— Begin Provided data —

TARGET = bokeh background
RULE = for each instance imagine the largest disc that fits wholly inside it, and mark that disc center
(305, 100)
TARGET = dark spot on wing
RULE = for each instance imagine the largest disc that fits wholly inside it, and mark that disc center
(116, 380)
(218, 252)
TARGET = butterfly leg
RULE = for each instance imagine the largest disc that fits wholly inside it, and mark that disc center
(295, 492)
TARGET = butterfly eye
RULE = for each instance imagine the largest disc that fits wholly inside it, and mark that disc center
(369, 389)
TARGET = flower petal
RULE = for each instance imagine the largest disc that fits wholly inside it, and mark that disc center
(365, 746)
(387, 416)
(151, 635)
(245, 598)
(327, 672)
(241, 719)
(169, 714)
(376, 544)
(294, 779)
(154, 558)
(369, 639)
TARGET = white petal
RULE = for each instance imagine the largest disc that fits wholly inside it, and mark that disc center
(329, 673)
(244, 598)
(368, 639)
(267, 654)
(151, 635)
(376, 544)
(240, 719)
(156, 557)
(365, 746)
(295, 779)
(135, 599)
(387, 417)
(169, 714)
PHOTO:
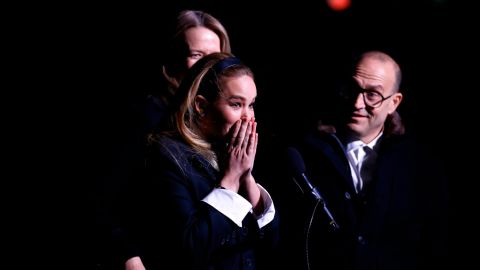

— End Provided data —

● Directions for this task:
Reproduce every line of the entries above word for word, omitting any pictures from your answer.

● Reply to the exercise:
TARGET = bokeh background
RULE = for each instance imagine the largest disc that fits wholly inside it, and mark that disc center
(305, 100)
TARGET = dark spot on wing
RULE = for each instance imagine the largest disc that fits wholly inside it, and mark that disc center
(116, 380)
(218, 252)
TARGET = butterfly leg
RULE = for each instance imagine the largest disc that fits wholly inside it, and mark that disc center
(295, 492)
TARGET = butterfly eye
RULE = for each instance imagine the largest disc that fits wholly inside it, and mark that disc center
(369, 389)
TARGET = flower petal
RULE = for each instance imagine the largest disc that fits wholly inside it, and mark that disc center
(365, 746)
(387, 416)
(151, 635)
(245, 598)
(327, 672)
(241, 719)
(169, 714)
(376, 544)
(294, 779)
(154, 558)
(369, 639)
TARGET = white petal
RULE = for each instance imagine the largest disc that fits wholly inside it, and mark that disc center
(329, 673)
(244, 598)
(368, 639)
(267, 654)
(151, 635)
(376, 544)
(240, 719)
(156, 557)
(365, 746)
(295, 779)
(135, 599)
(387, 417)
(169, 714)
PHOTO:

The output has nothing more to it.